#### WRITTEN PROBLEM
Rewrite the lines starting at the one containing "The distant hill" and ending at the one containing "[0,608,182,688]", changing every "located" to "found" and leaving everything else as it is.

A run of records:
##########
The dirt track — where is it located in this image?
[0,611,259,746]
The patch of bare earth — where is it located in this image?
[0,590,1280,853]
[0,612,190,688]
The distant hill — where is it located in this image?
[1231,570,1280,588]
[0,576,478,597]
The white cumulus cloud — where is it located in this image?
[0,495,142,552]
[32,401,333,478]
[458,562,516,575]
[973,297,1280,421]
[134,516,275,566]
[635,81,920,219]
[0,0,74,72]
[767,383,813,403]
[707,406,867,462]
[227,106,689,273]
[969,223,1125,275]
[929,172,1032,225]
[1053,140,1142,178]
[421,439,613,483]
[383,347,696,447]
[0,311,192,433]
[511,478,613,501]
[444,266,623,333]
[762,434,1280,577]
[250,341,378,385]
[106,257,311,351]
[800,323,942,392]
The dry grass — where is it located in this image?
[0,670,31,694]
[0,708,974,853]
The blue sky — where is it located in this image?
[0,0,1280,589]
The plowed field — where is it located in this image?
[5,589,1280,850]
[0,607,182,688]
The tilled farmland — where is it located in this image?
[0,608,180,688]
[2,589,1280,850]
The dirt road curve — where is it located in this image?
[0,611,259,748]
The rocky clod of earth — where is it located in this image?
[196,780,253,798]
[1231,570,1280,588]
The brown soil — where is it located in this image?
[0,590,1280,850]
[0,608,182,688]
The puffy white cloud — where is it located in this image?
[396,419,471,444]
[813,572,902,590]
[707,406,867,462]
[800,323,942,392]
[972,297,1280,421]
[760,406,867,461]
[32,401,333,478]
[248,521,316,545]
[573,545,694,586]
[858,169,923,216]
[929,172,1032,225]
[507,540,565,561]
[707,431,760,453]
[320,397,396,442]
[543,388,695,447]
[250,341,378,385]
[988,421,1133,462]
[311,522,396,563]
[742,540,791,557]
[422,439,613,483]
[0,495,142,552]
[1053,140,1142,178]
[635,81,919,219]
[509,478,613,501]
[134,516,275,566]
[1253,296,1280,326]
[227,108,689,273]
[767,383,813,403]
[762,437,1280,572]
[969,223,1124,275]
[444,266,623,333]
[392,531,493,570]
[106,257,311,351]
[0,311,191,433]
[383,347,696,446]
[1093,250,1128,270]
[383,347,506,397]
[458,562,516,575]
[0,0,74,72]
##########
#### WRITTEN SOLUTION
The distant hill — where is it found in this image?
[1231,570,1280,588]
[0,576,478,597]
The white cumulus cloud — where is it found in this image?
[0,495,142,552]
[32,401,333,478]
[458,562,516,575]
[973,297,1280,421]
[134,516,275,566]
[635,81,920,219]
[0,0,74,72]
[767,383,813,403]
[707,406,867,462]
[227,106,689,273]
[969,223,1125,275]
[929,172,1032,225]
[1053,140,1142,178]
[421,439,613,483]
[383,347,696,447]
[0,311,192,433]
[511,478,613,501]
[444,266,623,333]
[762,434,1280,577]
[250,341,378,385]
[106,257,311,351]
[800,323,942,392]
The dry grass — where is it found in this image?
[0,670,31,694]
[0,708,974,853]
The blue sky — where is it found in this image?
[0,0,1280,589]
The plowed field — where is it found in this image?
[5,589,1280,850]
[0,607,182,688]
The tilled farmland — where is it found in this image?
[0,608,180,688]
[2,589,1280,850]
The dirt road curve — where is it found in this image?
[0,611,259,748]
The rocky clod of earth — where is it found in this image?
[196,780,253,798]
[1231,570,1280,588]
The brown soil — where is it found in this image?
[0,590,1280,850]
[0,608,182,688]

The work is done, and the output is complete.